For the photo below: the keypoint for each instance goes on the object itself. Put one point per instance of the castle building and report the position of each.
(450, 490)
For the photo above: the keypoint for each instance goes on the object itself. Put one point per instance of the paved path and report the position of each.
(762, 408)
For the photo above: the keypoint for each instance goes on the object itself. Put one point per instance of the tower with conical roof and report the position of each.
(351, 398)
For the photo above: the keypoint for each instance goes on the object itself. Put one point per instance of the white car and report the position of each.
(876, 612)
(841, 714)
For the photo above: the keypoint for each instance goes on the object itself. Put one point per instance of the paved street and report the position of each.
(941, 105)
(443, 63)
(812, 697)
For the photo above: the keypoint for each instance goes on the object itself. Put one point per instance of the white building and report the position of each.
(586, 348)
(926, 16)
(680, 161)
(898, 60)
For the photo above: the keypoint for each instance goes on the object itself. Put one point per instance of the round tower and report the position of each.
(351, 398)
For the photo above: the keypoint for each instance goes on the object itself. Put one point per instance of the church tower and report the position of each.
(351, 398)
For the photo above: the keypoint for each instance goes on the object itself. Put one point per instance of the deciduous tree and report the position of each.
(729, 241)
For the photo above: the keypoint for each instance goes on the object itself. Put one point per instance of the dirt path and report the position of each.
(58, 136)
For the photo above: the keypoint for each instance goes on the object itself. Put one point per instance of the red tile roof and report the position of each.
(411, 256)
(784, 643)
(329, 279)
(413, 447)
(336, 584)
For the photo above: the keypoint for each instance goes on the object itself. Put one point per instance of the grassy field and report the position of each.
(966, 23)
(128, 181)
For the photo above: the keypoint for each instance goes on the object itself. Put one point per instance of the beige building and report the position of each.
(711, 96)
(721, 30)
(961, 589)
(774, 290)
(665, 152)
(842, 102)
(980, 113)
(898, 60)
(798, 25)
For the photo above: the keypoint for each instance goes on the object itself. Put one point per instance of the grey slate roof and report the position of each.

○ ○ ○ ○ ○ ○ ○

▸ **Exercise description**: Lines before the one containing "field and report the position of each." are left out. Repeat that line and all lines after it in the records above exactly.

▸ **Solution for this task**:
For the photo above: the keypoint for each instance goes on the object itself. Put one point per instance of the grassy field and report the position of each.
(966, 23)
(128, 181)
For the photo above: the keypoint for each instance goes on the object itself. Put one point per instance of the beige building and report the position of each.
(711, 96)
(721, 30)
(961, 589)
(774, 290)
(665, 152)
(842, 102)
(980, 113)
(898, 60)
(798, 25)
For the photo above: the keypoint for each instance goes on the object itself. Put one point per instance of the grey slate roof and report the position of each.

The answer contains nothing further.